> [Written request 1]:
Show every line of the records that contains the word "tree". Case counts.

> [Provided text]:
-- START --

Studio album by Faith Evans
- Released: November 6, 2001
- Length: 61:19
- Label: Bad Boy; Arista;
- Producer: Sean Combs; Battlecat; Bink; Buckwild; Hozay Clowney; Kip Collins; Faith Evans; Havoc; The Neptunes; Vada Nobles; Todd Russaw; Michaelangelo Saulsberry; Chucky Thompson; Mario Winans;

Faith Evans chronology
| Keep the Faith (1998) | Faithfully (2001) | The First Lady (2005) |

Singles from Faithfully
- "You Gets No Love" Released: July 17, 2001; "I Love You" Released: February 19, 2002; "Burnin' Up" Released: March 15, 2002; "Alone in This World" Released: April 6, 2002;

= Faithfully (Faith Evans album) =

Faithfully is the third studio album by American singer Faith Evans. It was released by Bad Boy Records on November 6, 2001, in the United States. A reflection of her musical studies, Evans was inspired by a variety of classic R&B, pop, rock, and jazz artists such as Chicago, S.O.S. Band, Ella Fitzgerald, and Sarah Vaughn during the production of Faithfully. The result, a sample-heavy album, which the label described as "old school flavored", features production by Mario Winans, Buckwild, Vada Nobles, Michael Angelo Saulsberry, the Neptunes, Battlecat, and others, with material ranging from ballads to dance tracks that built upon the contemporary R&B, funk and hip hop genres.

The album earned generally favorable reviews from most critics who called it her best effort yet, though others were critical with its length and the amount of ballads. It received a Grammy Award nomination for Best Contemporary R&B Album and debuted and peaked at number 14 on the US Billboard 200, selling 101,000 copies in its first week, and went on to sell more than 500,000 copies, eventually reaching Gold status in the United States. Faithfully spawned four total singles, including "You Gets No Love", "I Love You" and "Burnin' Up". Faithfully was Evans' last album to be recorded under the Bad Boy imprint before her departure in 2003.

==Recording==
Evans worked closely with her husband and manager Todd Russaw on her third album. Before recording songs, the pair spent a year studying the work of classic R&B, pop, rock, and jazz artists such as Steely Dan, Michael Franks, Chicago, S.O.S. Band, Ella Fitzgerald, Sarah Vaughn and others, sitting around and playing them to learn about their techniques and performances. With her label Bad Boy Records nearing transition from distributor Arista Records to Universal Music and mentor Sean "P. Diddy" Combs being involved in several projects, including his second album Forever (1999), Evans and Russaw started working on new songs their own. After sending them to Combs, he urged them to come to Miami to start recording sessions for the album with him and his team, which Evans called "really enjoyable".

While Combs and in-house producer Mario Winans would craft the majority of the album production, Evans also collaborated with
Battlecat, Bink, Buckwild, Hozay Clowney, Kip Collins, Havoc, The Neptunes, Vada Nobles, Michaelangelo Saulsberry, and frequent contributor Chucky Thompson on Faithfully. Producer duo Jimmy Jam & Terry Lewis were also asked to contribute to Faithfully but declined after hearing previously produced material which they found too good to come up with better material. While it took almost two years to finish Faithfully, Evans noted in a 2001 interview with MTV News that it reflected her music studies of the past five years, saying: "It took months and months of studying the songs, going back, putting in the elements. The feel is 'Faith has grown.' That's what I hope people get from it. I just been trying to get my history together." The album title borrows from the same-titled album track.

-- END --

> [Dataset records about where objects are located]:
-- START --

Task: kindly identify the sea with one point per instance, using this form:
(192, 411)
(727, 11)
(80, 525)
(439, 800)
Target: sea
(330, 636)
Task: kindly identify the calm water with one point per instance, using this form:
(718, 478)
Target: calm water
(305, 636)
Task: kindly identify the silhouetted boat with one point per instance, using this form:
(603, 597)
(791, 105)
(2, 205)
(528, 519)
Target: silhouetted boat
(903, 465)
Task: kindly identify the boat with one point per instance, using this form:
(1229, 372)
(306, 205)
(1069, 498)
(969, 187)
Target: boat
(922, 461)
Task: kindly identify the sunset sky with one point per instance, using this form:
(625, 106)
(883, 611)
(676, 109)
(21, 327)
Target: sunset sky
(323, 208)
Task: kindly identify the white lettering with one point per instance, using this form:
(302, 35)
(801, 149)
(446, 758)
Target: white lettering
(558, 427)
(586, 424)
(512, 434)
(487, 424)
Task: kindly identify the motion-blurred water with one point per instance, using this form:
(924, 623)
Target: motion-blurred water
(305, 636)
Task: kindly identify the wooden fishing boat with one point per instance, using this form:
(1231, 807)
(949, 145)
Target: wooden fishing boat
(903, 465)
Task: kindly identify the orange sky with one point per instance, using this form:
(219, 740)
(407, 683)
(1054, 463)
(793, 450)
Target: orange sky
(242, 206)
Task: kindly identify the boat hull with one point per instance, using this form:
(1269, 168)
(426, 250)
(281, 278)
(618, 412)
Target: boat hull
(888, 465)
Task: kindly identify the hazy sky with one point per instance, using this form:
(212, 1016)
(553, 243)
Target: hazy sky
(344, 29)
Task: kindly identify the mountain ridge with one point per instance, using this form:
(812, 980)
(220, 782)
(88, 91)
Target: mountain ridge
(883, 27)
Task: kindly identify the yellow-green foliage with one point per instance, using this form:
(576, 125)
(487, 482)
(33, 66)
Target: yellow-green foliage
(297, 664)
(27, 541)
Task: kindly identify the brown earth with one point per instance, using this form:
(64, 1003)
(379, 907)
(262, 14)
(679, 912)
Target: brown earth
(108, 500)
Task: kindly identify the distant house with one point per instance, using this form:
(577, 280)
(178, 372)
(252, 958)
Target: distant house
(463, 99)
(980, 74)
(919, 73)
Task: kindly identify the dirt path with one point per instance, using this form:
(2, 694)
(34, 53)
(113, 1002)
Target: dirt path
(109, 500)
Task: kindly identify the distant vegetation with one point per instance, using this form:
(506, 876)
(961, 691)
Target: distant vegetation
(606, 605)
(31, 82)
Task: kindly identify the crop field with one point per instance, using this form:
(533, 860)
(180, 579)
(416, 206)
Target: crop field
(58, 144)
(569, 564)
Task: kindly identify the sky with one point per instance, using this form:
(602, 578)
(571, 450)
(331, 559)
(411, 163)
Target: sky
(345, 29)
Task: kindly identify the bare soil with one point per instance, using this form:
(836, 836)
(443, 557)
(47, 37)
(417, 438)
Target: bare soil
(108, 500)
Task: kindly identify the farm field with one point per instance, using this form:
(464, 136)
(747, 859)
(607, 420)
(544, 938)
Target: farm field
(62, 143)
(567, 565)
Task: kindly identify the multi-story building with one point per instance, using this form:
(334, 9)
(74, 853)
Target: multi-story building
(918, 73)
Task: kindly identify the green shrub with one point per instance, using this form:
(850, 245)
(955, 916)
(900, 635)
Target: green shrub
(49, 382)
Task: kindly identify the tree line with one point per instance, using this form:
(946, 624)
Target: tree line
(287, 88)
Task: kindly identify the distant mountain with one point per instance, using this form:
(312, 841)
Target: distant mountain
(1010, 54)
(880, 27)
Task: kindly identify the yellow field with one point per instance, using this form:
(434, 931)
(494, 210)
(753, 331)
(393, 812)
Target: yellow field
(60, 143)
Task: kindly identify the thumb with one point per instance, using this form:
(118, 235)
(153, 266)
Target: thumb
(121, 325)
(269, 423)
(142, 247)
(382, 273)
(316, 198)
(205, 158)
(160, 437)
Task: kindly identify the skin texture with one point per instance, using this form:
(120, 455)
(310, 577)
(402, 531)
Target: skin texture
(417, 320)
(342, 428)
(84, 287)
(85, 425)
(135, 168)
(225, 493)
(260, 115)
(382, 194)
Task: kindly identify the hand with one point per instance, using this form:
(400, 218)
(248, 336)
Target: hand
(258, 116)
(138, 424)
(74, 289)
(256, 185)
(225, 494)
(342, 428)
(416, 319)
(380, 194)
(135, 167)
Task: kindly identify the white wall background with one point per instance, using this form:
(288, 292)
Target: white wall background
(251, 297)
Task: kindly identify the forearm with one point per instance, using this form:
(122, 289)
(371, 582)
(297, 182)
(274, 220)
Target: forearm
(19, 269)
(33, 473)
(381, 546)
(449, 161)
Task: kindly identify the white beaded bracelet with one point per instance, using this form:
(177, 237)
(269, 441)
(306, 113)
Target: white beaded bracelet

-- END --

> [Written request 2]:
Using the Faithfully article, list every single released from the album.

> [Response 1]:
Task: kindly identify the tree line with one point per instance, using this form:
Target: tree line

> [Response 2]:
- "You Gets No Love"
- "I Love You"
- "Burnin' Up"
- "Alone in This World"